▸ **Request**
In the material below, give the lines from the one containing "Basketball play breakdown — mark the dark" to the one containing "left=342, top=132, right=369, bottom=157" again with "dark hair" replaced by "black hair", leaving everything else unchanged.
################
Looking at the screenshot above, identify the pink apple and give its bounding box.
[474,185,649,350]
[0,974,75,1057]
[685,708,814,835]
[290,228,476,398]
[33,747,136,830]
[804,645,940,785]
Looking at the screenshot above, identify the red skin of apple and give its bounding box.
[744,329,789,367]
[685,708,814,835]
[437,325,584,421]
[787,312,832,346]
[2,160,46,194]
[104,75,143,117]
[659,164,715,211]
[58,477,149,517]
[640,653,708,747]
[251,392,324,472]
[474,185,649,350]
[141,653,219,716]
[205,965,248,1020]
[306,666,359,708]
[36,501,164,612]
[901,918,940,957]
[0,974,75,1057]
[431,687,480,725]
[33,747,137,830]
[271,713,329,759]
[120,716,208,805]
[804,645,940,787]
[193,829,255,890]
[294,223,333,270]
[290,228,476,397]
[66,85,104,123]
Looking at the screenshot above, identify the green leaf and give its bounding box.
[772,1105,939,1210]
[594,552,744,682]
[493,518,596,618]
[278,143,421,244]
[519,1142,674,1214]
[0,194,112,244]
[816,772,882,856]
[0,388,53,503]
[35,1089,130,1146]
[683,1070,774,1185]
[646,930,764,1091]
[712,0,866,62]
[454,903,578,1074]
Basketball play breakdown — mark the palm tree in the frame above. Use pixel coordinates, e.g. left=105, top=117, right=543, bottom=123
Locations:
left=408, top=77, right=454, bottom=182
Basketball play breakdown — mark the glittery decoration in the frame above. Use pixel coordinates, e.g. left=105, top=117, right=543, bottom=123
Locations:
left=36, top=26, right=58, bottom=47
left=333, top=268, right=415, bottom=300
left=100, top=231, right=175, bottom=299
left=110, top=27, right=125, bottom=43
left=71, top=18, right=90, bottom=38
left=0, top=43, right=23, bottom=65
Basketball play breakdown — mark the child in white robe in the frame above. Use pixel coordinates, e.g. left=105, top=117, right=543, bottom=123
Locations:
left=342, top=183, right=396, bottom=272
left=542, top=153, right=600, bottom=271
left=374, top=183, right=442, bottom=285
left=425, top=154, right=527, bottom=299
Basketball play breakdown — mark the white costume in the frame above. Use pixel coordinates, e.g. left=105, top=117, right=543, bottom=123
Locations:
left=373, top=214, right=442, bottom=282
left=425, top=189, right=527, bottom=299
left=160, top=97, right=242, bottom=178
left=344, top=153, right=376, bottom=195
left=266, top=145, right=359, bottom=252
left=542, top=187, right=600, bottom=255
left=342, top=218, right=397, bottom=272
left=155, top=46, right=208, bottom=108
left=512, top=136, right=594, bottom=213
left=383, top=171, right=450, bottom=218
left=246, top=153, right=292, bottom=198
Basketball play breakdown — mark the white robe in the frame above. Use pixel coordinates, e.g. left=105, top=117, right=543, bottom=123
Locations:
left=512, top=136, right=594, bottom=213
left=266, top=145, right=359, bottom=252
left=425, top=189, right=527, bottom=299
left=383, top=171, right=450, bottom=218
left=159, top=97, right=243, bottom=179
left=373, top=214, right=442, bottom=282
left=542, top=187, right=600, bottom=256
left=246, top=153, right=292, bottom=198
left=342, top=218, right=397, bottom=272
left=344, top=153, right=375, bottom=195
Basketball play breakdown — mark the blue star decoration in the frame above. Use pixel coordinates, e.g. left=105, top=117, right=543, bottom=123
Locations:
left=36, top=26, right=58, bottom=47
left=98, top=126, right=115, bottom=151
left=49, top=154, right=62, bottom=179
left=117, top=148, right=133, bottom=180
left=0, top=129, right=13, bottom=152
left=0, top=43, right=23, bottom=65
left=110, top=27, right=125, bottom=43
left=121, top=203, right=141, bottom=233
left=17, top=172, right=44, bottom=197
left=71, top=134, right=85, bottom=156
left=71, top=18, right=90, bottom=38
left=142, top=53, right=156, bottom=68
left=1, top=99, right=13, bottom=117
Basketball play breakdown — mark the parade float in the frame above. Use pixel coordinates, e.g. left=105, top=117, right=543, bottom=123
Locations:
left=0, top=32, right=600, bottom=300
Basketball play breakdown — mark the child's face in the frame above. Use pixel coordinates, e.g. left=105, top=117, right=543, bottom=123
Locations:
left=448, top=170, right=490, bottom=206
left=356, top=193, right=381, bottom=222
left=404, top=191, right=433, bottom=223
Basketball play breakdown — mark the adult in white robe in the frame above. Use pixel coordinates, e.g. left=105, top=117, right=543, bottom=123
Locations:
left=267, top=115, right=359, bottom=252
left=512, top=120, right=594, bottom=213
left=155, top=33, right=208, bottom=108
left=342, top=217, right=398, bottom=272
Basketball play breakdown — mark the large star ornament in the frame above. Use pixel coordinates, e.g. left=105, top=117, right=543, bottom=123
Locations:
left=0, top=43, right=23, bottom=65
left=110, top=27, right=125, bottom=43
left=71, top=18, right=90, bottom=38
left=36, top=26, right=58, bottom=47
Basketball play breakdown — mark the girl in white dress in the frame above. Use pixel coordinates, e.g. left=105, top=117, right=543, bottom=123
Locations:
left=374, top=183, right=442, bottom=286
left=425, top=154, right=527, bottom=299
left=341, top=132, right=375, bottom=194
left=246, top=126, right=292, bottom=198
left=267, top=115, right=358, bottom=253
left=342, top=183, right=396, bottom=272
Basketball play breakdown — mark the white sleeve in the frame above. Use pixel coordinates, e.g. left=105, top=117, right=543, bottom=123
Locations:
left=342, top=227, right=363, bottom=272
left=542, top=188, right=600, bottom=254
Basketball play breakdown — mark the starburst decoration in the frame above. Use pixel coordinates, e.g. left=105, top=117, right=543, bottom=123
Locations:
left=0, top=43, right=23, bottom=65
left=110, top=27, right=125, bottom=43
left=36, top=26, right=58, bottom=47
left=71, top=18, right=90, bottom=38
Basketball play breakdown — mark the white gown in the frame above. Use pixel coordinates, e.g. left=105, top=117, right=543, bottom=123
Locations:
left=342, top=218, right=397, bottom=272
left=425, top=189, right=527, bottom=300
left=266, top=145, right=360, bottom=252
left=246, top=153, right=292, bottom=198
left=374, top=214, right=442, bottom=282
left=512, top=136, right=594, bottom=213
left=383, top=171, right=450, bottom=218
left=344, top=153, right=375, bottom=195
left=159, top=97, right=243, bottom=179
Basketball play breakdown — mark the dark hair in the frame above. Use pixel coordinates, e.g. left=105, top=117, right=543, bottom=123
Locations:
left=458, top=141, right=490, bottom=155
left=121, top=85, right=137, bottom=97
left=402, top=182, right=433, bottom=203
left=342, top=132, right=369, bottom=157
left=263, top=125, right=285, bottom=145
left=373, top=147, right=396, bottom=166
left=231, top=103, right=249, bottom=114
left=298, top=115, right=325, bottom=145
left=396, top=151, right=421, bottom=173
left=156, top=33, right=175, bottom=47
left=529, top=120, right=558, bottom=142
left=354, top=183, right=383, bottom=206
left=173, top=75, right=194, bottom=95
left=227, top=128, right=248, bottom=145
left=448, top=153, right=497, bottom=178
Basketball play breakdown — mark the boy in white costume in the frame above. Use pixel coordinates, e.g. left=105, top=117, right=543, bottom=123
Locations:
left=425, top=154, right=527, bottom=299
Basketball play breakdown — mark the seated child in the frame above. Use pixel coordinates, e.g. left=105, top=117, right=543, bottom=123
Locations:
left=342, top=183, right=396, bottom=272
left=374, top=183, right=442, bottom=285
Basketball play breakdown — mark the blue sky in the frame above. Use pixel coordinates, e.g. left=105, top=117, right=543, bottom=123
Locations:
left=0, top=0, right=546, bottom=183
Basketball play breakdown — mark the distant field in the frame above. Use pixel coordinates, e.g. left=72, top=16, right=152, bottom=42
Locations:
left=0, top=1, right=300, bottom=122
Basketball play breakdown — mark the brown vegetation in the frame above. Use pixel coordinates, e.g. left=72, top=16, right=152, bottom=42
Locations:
################
▸ **Result of this exercise**
Basketball play breakdown — mark the black hair in the frame above. Use pixel coordinates, e.g. left=105, top=117, right=543, bottom=123
Locations:
left=458, top=141, right=490, bottom=155
left=121, top=85, right=137, bottom=97
left=402, top=182, right=433, bottom=203
left=342, top=132, right=369, bottom=157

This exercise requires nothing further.